▶ PROBLEM TO SOLVE
Answer from the passage on Medicaid expansion costs below.
1. What are the state expansions projected to cost the federal government over the next decade?
2. What total Medicaid enrollment in 2016 did the Congressional Budget Office report find?
3. Under Obamacare, what is the limit on how much more the oldest enrollees can be charged than the youngest?

We did not grasp until recently the reason Republicans put repealing and replacing Obamacare ahead of tax reform in 2017. It has little to do with the private health insurance market, although that is what is getting all of the attention right now.

Rather it is about the fiscal reality of the Medicaid expansion. Thirty-one states and the District of Columbia broadly expanded Medicaid eligibility under provisions of the Affordable Care Act. The impact on the federal budget has been stunning.

The state expansions are projected to cost the federal government $1.1 trillion over the next decade. House Majority Leader Kevin McCarthy recently told financial network CNBC that unchecked, the Medicaid costs will wipe out discretionary spending in the federal budget over the next decade.

That's why the GOP is so intent on repealing the ACA. If it wants to do tax reform, rebuild the military and ramp up infrastructure spending, it has to jettison these enormous Medicaid costs. It proposes to do so by defunding the state expansions in 2020.

We find it a little surprising in this context that most of the media hue and cry still centers on private insurance. But the GOP is probably fine with that.

The truth about the ACA is that the private insurance segment of the program is a bigger flop than has generally been reported. The vast majority of people who obtained coverage under Obamacare did so via the free ride provided under Medicaid.

A report by the non-partisan Congressional Budget Office found expanded state programs brought total Medicaid enrollment in 2016 to 68 million people -- 16 million more than ACA planners had projected. On the flip side the number of low- and middle-income people who signed up for government-subsidized private health insurance numbered 12 million. ACA planners had projected that total to be 21 million by 2016.

Kentucky, which expanded Obamacare under former Democratic Gov. Steve Beshear, is a microcosm. About 80,000 people signed up for private insurance. But more than 420,000 signed up for Medicaid -- more than double the number Beshear had expected.

Republican Gov. Matt Bevin succeeded Beshear by running on a promise to reverse Kentucky's Medicaid expansion. Financially he has little choice. Beshear left the state substantially bankrupt after eight years of papering over the problems of the state's worst-in-the-nation public employee pension funds. But if the federal money for expanded Medicaid goes away in 2020 (the federal portion is about 90 percent of total funding) the game's over anyway.

Republicans continue to engage in magical thinking on the private insurance side of their replacement plan. One provision drawing fire is a change that would allow insurance companies to charge the oldest enrollees five times what the youngest pay. Obamacare limits the multiple to three.

McCarthy on CNBC defended this move by saying it is necessary to lower rates for younger people to a level where they will buy insurance. But the problem is that young people just don't buy health insurance. It has long been so. They are generally healthy and see themselves as invincible.

What Republicans ultimately come up with on private insurance may not matter much in the end. Their real fiscal problem is the cost of the Medicaid expansion. Republicans are intent on getting rid of it. From the fiscal perspective it is easy to see why.

▶ EXCERPTED DATA
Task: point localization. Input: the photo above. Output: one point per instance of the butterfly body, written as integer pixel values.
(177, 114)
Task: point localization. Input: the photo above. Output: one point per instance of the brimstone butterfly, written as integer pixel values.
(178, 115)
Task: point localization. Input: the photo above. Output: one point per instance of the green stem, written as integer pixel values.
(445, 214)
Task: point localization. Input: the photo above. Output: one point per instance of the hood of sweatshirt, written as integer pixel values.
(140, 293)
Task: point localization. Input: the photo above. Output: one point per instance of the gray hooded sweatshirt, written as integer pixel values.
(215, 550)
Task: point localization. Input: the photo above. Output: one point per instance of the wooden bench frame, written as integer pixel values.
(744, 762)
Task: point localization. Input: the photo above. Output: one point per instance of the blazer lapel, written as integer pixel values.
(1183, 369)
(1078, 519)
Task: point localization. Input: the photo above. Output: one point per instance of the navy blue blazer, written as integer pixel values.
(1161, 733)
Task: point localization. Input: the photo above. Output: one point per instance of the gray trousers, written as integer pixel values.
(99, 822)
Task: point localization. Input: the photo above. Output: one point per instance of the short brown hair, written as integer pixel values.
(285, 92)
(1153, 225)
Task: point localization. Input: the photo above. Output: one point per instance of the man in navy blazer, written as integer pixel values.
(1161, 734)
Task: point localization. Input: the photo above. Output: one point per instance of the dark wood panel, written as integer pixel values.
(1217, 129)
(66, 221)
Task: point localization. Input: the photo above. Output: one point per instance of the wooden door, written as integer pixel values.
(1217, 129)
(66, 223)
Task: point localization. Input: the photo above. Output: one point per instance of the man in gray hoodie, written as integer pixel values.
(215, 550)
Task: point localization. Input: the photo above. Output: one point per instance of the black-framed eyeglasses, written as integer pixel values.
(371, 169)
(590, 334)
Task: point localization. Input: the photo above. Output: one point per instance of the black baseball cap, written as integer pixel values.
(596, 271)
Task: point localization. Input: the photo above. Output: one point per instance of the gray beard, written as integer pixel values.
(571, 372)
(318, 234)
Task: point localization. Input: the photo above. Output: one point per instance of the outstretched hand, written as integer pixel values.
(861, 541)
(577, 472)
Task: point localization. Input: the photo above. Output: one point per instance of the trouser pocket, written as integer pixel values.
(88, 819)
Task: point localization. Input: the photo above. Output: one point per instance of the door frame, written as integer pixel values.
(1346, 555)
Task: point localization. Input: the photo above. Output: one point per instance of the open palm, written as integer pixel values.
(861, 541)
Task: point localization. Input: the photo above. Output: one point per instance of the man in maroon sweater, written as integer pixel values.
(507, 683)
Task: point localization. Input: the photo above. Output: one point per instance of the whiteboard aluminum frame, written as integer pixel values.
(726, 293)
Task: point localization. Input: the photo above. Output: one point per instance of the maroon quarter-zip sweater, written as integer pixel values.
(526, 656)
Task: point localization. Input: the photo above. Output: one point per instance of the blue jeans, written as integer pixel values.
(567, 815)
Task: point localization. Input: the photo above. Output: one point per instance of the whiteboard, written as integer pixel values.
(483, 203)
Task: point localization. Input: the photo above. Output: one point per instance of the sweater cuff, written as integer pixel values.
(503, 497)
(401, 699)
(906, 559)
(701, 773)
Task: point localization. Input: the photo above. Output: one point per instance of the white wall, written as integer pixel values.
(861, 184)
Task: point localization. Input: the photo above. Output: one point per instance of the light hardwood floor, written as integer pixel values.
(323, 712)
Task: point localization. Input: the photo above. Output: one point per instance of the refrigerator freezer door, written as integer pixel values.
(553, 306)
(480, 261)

▶ ANSWER SPACE
1. $1.1 trillion.
2. 68 million people.
3. Three times what the youngest pay.